To do – Copy all entries exactly, and wherever an entry holds a picture, leave that picture out.

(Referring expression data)
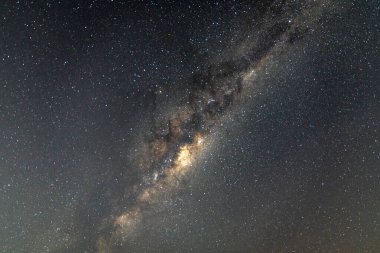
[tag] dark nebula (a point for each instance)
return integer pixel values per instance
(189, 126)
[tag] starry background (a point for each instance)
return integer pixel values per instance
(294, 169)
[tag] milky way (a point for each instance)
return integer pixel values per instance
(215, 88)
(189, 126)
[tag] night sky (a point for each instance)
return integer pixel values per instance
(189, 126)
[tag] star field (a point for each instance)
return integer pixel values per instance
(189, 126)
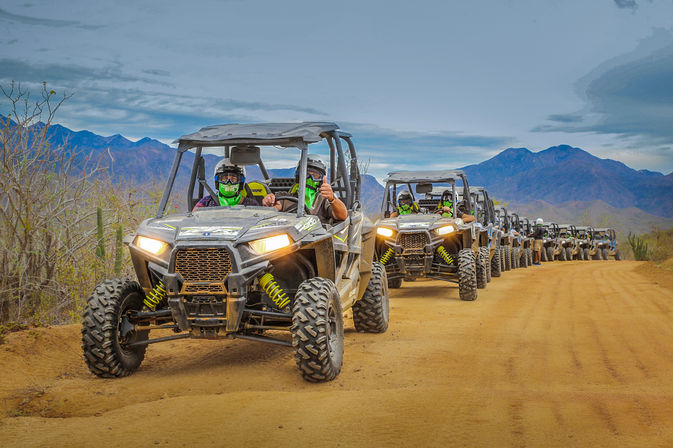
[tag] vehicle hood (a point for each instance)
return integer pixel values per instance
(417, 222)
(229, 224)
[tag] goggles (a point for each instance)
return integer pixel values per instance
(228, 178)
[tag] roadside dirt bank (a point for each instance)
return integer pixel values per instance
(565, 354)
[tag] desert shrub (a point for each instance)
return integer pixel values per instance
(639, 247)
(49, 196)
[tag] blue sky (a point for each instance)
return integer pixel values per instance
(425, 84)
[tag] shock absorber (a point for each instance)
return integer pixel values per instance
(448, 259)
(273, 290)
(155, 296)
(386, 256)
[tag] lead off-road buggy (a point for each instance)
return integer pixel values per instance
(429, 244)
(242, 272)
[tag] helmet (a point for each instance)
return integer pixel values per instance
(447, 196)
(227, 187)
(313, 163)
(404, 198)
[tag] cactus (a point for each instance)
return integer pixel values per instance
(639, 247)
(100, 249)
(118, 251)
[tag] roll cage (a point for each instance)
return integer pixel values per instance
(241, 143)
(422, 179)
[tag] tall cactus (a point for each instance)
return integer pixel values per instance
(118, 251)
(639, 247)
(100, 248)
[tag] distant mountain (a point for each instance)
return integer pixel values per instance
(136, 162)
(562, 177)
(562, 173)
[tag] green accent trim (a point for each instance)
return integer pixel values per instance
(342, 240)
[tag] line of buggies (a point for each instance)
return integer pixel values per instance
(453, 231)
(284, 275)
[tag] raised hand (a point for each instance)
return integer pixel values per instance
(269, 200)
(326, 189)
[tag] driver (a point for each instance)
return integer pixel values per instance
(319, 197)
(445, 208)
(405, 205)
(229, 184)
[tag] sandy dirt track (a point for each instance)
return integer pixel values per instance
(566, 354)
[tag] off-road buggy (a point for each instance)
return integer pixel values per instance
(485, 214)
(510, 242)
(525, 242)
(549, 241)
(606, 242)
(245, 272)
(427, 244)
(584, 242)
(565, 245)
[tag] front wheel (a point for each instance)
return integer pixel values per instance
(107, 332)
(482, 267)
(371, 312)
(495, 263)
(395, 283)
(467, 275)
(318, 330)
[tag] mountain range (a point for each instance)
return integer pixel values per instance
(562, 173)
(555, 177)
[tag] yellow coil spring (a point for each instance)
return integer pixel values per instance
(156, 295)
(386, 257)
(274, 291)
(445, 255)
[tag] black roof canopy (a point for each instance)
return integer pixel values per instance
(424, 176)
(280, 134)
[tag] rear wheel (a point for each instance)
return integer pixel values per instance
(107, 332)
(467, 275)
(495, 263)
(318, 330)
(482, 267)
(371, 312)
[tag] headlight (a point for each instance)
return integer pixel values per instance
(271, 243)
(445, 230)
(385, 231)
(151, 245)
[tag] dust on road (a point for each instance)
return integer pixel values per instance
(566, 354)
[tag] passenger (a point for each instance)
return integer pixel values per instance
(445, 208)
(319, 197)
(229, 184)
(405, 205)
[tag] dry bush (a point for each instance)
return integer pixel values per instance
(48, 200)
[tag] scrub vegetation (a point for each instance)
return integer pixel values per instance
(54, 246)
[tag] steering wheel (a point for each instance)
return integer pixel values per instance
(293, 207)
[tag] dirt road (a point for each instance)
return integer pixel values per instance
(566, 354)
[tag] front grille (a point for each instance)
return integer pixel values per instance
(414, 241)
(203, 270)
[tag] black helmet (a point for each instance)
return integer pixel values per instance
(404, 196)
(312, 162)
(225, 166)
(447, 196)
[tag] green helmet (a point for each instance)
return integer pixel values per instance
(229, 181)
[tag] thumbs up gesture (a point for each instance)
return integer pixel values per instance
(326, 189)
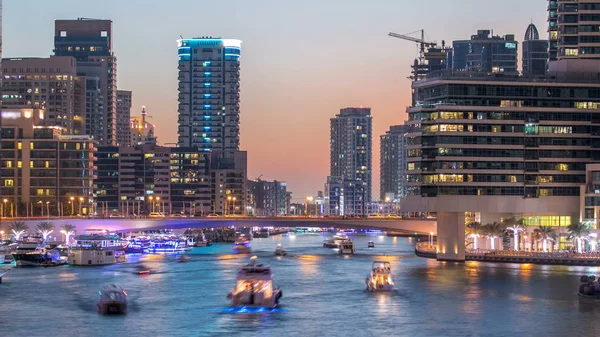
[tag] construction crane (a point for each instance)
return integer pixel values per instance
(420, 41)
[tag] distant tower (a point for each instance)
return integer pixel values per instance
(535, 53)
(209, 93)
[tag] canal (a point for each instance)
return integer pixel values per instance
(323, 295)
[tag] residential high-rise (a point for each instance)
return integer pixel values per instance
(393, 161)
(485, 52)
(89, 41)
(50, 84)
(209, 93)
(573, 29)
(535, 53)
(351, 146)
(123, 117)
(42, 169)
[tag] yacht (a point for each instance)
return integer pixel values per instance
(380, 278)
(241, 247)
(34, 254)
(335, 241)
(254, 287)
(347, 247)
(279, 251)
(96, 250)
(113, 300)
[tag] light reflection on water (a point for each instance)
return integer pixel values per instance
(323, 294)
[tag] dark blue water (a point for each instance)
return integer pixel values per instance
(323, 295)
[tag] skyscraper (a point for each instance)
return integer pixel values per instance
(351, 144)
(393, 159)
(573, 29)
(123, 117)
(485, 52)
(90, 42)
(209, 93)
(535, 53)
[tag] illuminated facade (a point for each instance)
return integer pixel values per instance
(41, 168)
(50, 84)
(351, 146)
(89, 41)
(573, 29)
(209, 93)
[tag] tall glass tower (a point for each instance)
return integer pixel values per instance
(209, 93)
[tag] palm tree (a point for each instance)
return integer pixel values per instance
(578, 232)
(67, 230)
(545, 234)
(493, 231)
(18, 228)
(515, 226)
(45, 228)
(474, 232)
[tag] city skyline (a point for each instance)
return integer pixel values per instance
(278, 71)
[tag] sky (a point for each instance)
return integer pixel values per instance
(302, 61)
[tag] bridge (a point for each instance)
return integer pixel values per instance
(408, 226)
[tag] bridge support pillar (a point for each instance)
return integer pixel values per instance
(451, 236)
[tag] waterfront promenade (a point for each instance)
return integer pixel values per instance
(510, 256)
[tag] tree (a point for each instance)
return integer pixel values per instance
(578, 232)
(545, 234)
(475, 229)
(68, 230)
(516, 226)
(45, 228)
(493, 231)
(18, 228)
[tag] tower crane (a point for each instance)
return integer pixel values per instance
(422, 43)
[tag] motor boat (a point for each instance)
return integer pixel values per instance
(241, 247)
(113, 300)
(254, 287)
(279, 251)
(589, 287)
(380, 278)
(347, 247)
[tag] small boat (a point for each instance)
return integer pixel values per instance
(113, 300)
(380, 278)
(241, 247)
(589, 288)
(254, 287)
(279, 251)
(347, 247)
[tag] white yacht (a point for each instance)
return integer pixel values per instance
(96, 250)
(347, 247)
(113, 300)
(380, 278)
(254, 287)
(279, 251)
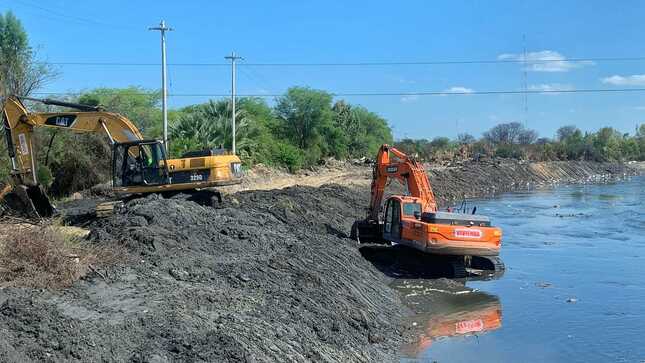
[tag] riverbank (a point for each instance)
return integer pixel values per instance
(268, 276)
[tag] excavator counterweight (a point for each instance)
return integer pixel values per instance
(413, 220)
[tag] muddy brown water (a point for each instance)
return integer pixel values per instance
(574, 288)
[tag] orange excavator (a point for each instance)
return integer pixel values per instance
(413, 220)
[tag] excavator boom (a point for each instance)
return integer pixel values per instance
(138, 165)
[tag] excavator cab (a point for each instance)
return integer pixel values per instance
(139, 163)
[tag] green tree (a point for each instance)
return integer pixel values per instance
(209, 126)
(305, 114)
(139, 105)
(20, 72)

Solution for this exercise –
[tag] dark nebula (a point for each instance)
return integer pixel values per instance
(189, 126)
[tag] starry background (a point for each instance)
return integer pixel values per instance
(294, 169)
[tag] milky way (a point for each instance)
return integer pixel values per instance
(215, 88)
(189, 126)
[tag] night sky (a point for each instance)
return integer pixel values per instance
(189, 126)
[tag] star field (a point for each instance)
return integer pixel values per instance
(189, 126)
[tag] vehicle hood (a point for each instance)
return integer pixel values per instance
(417, 222)
(229, 224)
[tag] goggles (a point for each instance)
return integer pixel values per instance
(228, 178)
[tag] roadside dirt bank (a point for each instance)
return integer pixel values per instance
(565, 354)
[tag] desert shrub (a point for each instance)
return integer pixel values per instance
(639, 247)
(49, 196)
[tag] blue sky (a point for each instance)
return integer pixel values per instance
(425, 84)
[tag] shock absorber (a point for each instance)
return integer pixel values per instance
(448, 259)
(273, 290)
(155, 296)
(386, 256)
[tag] lead off-road buggy (a point for each instance)
return integer pixel values per instance
(429, 244)
(242, 272)
[tag] helmet (a point for each instance)
return integer pixel values per instance
(447, 196)
(227, 187)
(313, 163)
(404, 198)
[tag] cactus (a point for each instance)
return integer pixel values per instance
(639, 247)
(100, 249)
(118, 251)
[tag] roll cage (a point for each instance)
return integer pixel values per instance
(241, 143)
(422, 179)
[tag] tall cactus (a point for each instance)
return integer pixel values per instance
(118, 251)
(639, 247)
(100, 248)
[tag] distant mountain (a point for each instance)
return integer pixel values per instance
(136, 162)
(562, 177)
(562, 173)
[tag] green accent trim (a point for each instance)
return integer pixel values per instance
(342, 240)
[tag] line of buggies (a point for each instance)
return integer pixel values per instance
(453, 231)
(284, 275)
[tag] raised hand (a point for each instance)
return integer pixel values per instance
(269, 200)
(326, 189)
[tag] driver (a point for each instance)
return integer pixel values per instance
(319, 197)
(445, 208)
(405, 205)
(229, 184)
[tag] sandy dirt track (a point for each instance)
return integer pixel values per instance
(566, 354)
[tag] off-road buggy (a point for each instance)
return integer pixel values per instance
(485, 214)
(510, 242)
(525, 242)
(549, 241)
(606, 242)
(245, 272)
(427, 244)
(584, 242)
(565, 245)
[tag] front wheel (a point for each instance)
return integer pixel values per instance
(107, 332)
(482, 267)
(371, 312)
(495, 263)
(395, 283)
(467, 275)
(318, 330)
[tag] mountain range (a point for each instance)
return integer pixel values per instance
(562, 173)
(555, 177)
[tag] yellow coil spring (a point for each instance)
return integer pixel values per instance
(156, 295)
(386, 257)
(274, 291)
(445, 255)
[tag] black roof canopy (a point for each instance)
return integer pixel values per instance
(424, 176)
(280, 134)
[tag] rear wheel (a point for each instance)
return integer pixel values per instance
(107, 332)
(467, 275)
(495, 263)
(318, 330)
(482, 267)
(371, 312)
[tag] headlight (a point for each instance)
return integer pixel values per instance
(271, 243)
(445, 230)
(385, 231)
(151, 245)
[tag] dust on road (a point for each instance)
return integer pixel values per instance
(566, 354)
[tag] passenger (a point for each instance)
return integer pixel values per instance
(445, 208)
(319, 197)
(229, 184)
(405, 205)
[tag] dry bush (a point for each instance)
return integer pixel values per instance
(48, 200)
[tag] scrub vegetation (a point for each instance)
return integer pixel values per instance
(54, 246)
[tag] steering wheel (a point for each instance)
return integer pixel values per instance
(293, 207)
[tag] dirt road (a point for each instance)
return integer pixel values per instance
(566, 354)
[tag] front grille (a point for each instance)
return integer pixel values per instance
(414, 241)
(203, 270)
[tag] black helmet (a point for each instance)
return integer pixel values per instance
(404, 196)
(312, 162)
(225, 166)
(447, 196)
[tag] green helmet (a point for each instance)
return integer pixel values per instance
(229, 181)
[tag] thumbs up gesture (a point for each instance)
return integer pixel values per instance
(326, 189)
[tag] construction crane (a point for each instance)
return integer pixel values per instance
(420, 41)
[tag] distant tower (a point for each instance)
return integer pixel values per instance
(535, 53)
(209, 93)
[tag] canal (a point for each instance)
return integer pixel values per instance
(323, 295)
[tag] residential high-rise (a point for each instance)
return integer pixel values per instance
(393, 161)
(485, 52)
(89, 41)
(50, 84)
(209, 93)
(573, 29)
(535, 53)
(351, 146)
(123, 117)
(42, 169)
[tag] yacht (a point for each instance)
return integer pixel values per instance
(380, 278)
(241, 247)
(34, 254)
(335, 241)
(254, 287)
(347, 247)
(279, 251)
(96, 250)
(113, 300)
[tag] light reflection on water (a point for each instance)
return integer pixel values per instance
(323, 294)
[tag] dark blue water (a point for each instance)
return integer pixel values per instance
(323, 295)
[tag] skyscraper (a point for each instance)
return integer pixel values per instance
(351, 144)
(393, 159)
(573, 29)
(123, 117)
(485, 52)
(90, 42)
(209, 93)
(535, 53)
[tag] illuminated facade (a point for each instance)
return integer pixel values per instance
(41, 168)
(50, 84)
(351, 146)
(89, 41)
(573, 29)
(209, 93)
[tag] tall glass tower (a point for each instance)
return integer pixel values per instance
(209, 93)
[tag] palm tree (a point for each instance)
return integer pixel values per instance
(578, 232)
(67, 230)
(545, 234)
(493, 231)
(18, 228)
(515, 226)
(45, 228)
(474, 232)
[tag] city skyline (a point for each instance)
return integer pixel values per instance
(278, 71)
[tag] sky (a point for each instance)
return integer pixel values per instance
(302, 61)
[tag] bridge (a point for each instance)
return integer pixel values per instance
(408, 226)
[tag] bridge support pillar (a point for each instance)
return integer pixel values per instance
(451, 236)
[tag] waterfront promenade (a point for each instance)
return integer pixel values per instance
(510, 256)
[tag] tree (a point for each instance)
return integer pixel values per instance
(578, 232)
(545, 234)
(475, 229)
(68, 230)
(516, 226)
(45, 228)
(493, 231)
(18, 228)
[tag] tower crane (a point for each instance)
return integer pixel values per instance
(422, 43)
[tag] motor boat (a point for each instance)
return integer pixel values per instance
(241, 247)
(113, 300)
(254, 287)
(279, 251)
(589, 287)
(380, 278)
(347, 247)
[tag] small boat (a point for each instance)
return integer pixel values per instance
(113, 300)
(380, 278)
(241, 247)
(589, 288)
(254, 287)
(279, 251)
(347, 247)
[tag] white yacht (a point for each instance)
return integer pixel values per instance
(96, 250)
(347, 247)
(113, 300)
(380, 278)
(254, 287)
(279, 251)
[tag] riverbank (a point for each instance)
return integer pixel values per instance
(268, 276)
[tag] excavator counterweight (a point for each instance)
return integer pixel values per instance
(413, 220)
[tag] muddy brown water (a point for each instance)
return integer pixel values per instance
(574, 288)
[tag] orange excavator (a point for each instance)
return integer pixel values per instance
(413, 220)
[tag] excavator boom (a point for each instance)
return integer pixel values per instance
(138, 165)
[tag] excavator cab (a point for each instance)
return integer pixel values per instance
(139, 163)
[tag] green tree (a point for each instance)
return integer pixel values per instance
(209, 126)
(305, 114)
(139, 105)
(20, 72)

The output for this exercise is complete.